WORK INSTRUCTIONS: Reproduce the records verbatim from their first line through the line containing "M 166 42 L 165", including that line. Omit the pictures.

Labeled shape records
☆ ☆ ☆ ☆ ☆

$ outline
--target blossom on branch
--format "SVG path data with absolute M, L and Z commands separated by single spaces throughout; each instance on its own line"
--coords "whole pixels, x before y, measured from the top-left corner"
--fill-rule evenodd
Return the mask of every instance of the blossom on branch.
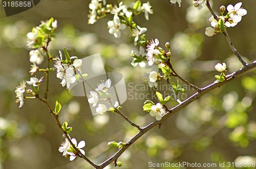
M 17 98 L 17 100 L 15 102 L 16 103 L 19 102 L 19 107 L 22 107 L 24 104 L 24 96 L 23 96 L 23 93 L 26 91 L 26 80 L 21 81 L 19 84 L 20 85 L 16 88 L 15 91 L 16 97 Z
M 227 65 L 226 65 L 226 64 L 225 63 L 223 63 L 222 64 L 218 63 L 218 64 L 215 65 L 215 69 L 216 69 L 217 71 L 220 72 L 223 72 L 225 71 Z
M 120 23 L 119 17 L 116 15 L 114 16 L 113 20 L 108 22 L 108 26 L 110 34 L 114 35 L 116 38 L 119 38 L 121 36 L 120 30 L 123 30 L 126 27 L 125 24 Z
M 151 111 L 150 112 L 151 116 L 156 117 L 157 120 L 162 119 L 162 116 L 165 115 L 165 110 L 163 108 L 163 105 L 157 103 L 156 105 L 153 105 L 151 107 Z

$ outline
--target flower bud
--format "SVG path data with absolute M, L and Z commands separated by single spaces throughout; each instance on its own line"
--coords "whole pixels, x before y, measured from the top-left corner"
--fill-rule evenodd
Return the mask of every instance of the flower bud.
M 172 53 L 169 51 L 166 53 L 167 56 L 168 57 L 170 57 L 170 55 L 172 55 Z
M 222 6 L 220 7 L 220 11 L 221 11 L 221 13 L 223 14 L 225 12 L 225 10 L 226 10 L 226 7 L 224 6 Z
M 205 29 L 205 35 L 208 37 L 211 37 L 214 35 L 214 30 L 211 27 L 207 27 Z
M 166 42 L 165 43 L 165 47 L 166 47 L 166 48 L 167 48 L 168 49 L 169 49 L 170 48 L 170 43 L 169 42 Z

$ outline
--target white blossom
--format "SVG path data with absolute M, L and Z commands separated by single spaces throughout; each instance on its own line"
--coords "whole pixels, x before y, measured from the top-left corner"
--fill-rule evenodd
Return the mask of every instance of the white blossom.
M 83 154 L 84 155 L 86 154 L 86 152 L 83 150 L 80 149 L 82 148 L 83 148 L 84 146 L 86 146 L 86 142 L 84 140 L 81 140 L 78 143 L 78 145 L 77 145 L 77 142 L 76 142 L 76 139 L 74 138 L 72 138 L 71 139 L 71 142 L 72 143 L 74 144 L 74 145 L 76 147 L 78 150 L 80 151 L 80 152 Z M 77 154 L 70 152 L 68 152 L 67 154 L 69 154 L 70 155 L 69 157 L 69 160 L 70 161 L 73 161 L 76 158 L 76 156 L 77 156 Z
M 208 37 L 211 37 L 214 35 L 214 30 L 211 27 L 207 27 L 205 29 L 205 35 Z
M 30 65 L 31 67 L 30 68 L 30 70 L 29 71 L 29 73 L 31 73 L 31 75 L 33 75 L 34 73 L 36 72 L 37 70 L 39 69 L 38 67 L 36 65 L 35 63 L 33 63 L 33 65 Z
M 215 69 L 217 71 L 220 72 L 223 72 L 225 70 L 226 70 L 226 68 L 227 68 L 227 66 L 225 63 L 223 63 L 222 64 L 220 63 L 218 63 L 216 65 L 215 65 Z
M 211 22 L 210 25 L 214 27 L 217 26 L 219 24 L 218 21 L 214 18 L 212 15 L 209 18 L 209 21 Z
M 194 0 L 193 4 L 195 7 L 199 10 L 206 6 L 206 0 Z
M 150 81 L 148 76 L 149 76 L 149 73 L 144 73 L 143 76 L 144 81 L 145 82 L 147 82 L 148 83 L 148 86 L 150 88 L 153 88 L 153 87 L 157 88 L 157 82 L 156 81 L 155 82 Z
M 40 65 L 44 61 L 44 57 L 38 49 L 31 50 L 29 52 L 29 61 L 32 63 Z
M 178 3 L 179 4 L 179 7 L 181 6 L 181 0 L 170 0 L 170 2 L 172 4 L 176 4 Z
M 76 59 L 73 62 L 72 65 L 74 66 L 75 68 L 79 70 L 81 69 L 82 63 L 82 61 L 81 59 Z
M 146 20 L 148 20 L 150 19 L 148 14 L 153 14 L 153 10 L 151 9 L 152 6 L 150 5 L 150 2 L 148 1 L 146 3 L 143 4 L 141 8 L 143 12 L 145 13 L 145 18 Z
M 115 37 L 119 38 L 121 36 L 120 30 L 124 30 L 126 27 L 126 25 L 124 23 L 120 23 L 119 17 L 115 15 L 114 16 L 113 20 L 109 21 L 108 22 L 109 32 L 111 34 L 113 34 Z
M 150 73 L 149 79 L 151 82 L 155 82 L 157 80 L 158 77 L 158 73 L 156 71 L 152 71 Z
M 44 77 L 41 77 L 40 79 L 36 78 L 36 77 L 30 77 L 30 81 L 27 81 L 27 83 L 28 84 L 31 85 L 33 84 L 35 87 L 39 86 L 40 82 L 42 81 L 42 78 Z
M 107 91 L 108 89 L 111 86 L 111 80 L 108 79 L 106 81 L 102 80 L 101 83 L 98 84 L 98 88 L 95 89 L 95 91 Z
M 150 114 L 151 116 L 155 116 L 157 120 L 160 120 L 162 116 L 165 115 L 165 110 L 163 108 L 163 105 L 161 104 L 157 103 L 156 105 L 153 105 L 151 107 Z
M 62 87 L 67 86 L 67 89 L 69 89 L 70 87 L 70 84 L 74 83 L 76 81 L 76 77 L 73 76 L 74 70 L 69 66 L 65 70 L 65 74 L 64 78 L 62 78 L 60 84 Z
M 93 107 L 95 107 L 99 101 L 99 96 L 96 92 L 91 91 L 90 93 L 91 95 L 90 95 L 90 98 L 88 99 L 88 102 L 90 104 L 93 104 Z
M 227 7 L 227 10 L 229 14 L 229 17 L 234 22 L 238 23 L 242 19 L 242 16 L 246 15 L 247 11 L 243 8 L 241 8 L 242 3 L 237 3 L 233 7 L 232 5 L 229 5 Z
M 105 104 L 99 104 L 98 107 L 96 108 L 96 111 L 97 113 L 103 115 L 108 111 L 108 108 Z
M 20 82 L 20 86 L 16 88 L 15 92 L 16 93 L 16 97 L 17 100 L 16 103 L 19 102 L 19 107 L 22 107 L 24 104 L 24 96 L 23 93 L 26 91 L 26 80 L 22 80 Z
M 60 143 L 60 146 L 59 147 L 58 151 L 60 153 L 62 153 L 62 155 L 65 156 L 68 153 L 68 150 L 70 148 L 70 143 L 68 139 L 65 138 L 65 141 Z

☆ ☆ ☆ ☆ ☆

REPLY:
$ outline
--target blossom on branch
--format "SVG path data with absolute M, L and Z commands separated by single spaces throughout; each instance on its own line"
--coords "whole pixels, x before y, measured from the top-left corner"
--fill-rule evenodd
Return the mask of every instance of the blossom on branch.
M 17 98 L 17 100 L 15 102 L 16 103 L 19 102 L 19 107 L 22 107 L 24 104 L 24 96 L 23 96 L 23 93 L 26 91 L 26 80 L 21 81 L 19 84 L 20 85 L 16 88 L 15 91 L 16 97 Z
M 227 65 L 226 65 L 226 64 L 225 63 L 223 63 L 222 64 L 218 63 L 218 64 L 215 65 L 215 69 L 216 69 L 217 71 L 220 72 L 223 72 L 225 71 Z
M 120 23 L 119 17 L 116 15 L 114 16 L 113 20 L 108 22 L 108 26 L 110 34 L 114 35 L 116 38 L 119 38 L 121 36 L 120 30 L 123 30 L 126 27 L 125 24 Z
M 151 111 L 150 112 L 151 116 L 156 117 L 157 120 L 162 119 L 162 116 L 165 115 L 165 110 L 163 108 L 163 105 L 157 103 L 156 105 L 153 105 L 151 107 Z

$ outline
--target flower bud
--format "SVG path data with absolute M, L and Z commands separated by single spaces throughout; each instance on its own line"
--coords "whole pixels, x before y, measured from the top-left corner"
--fill-rule evenodd
Return the mask of every instance of the flower bud.
M 172 53 L 169 51 L 166 53 L 167 56 L 168 57 L 170 57 L 170 55 L 172 55 Z
M 222 6 L 220 7 L 220 11 L 221 11 L 221 13 L 223 14 L 225 12 L 225 10 L 226 10 L 226 7 L 224 6 Z
M 205 29 L 205 35 L 208 37 L 211 37 L 214 35 L 214 30 L 211 27 L 207 27 Z
M 166 42 L 165 43 L 165 47 L 166 47 L 166 48 L 167 48 L 168 49 L 169 49 L 170 48 L 170 43 L 169 42 Z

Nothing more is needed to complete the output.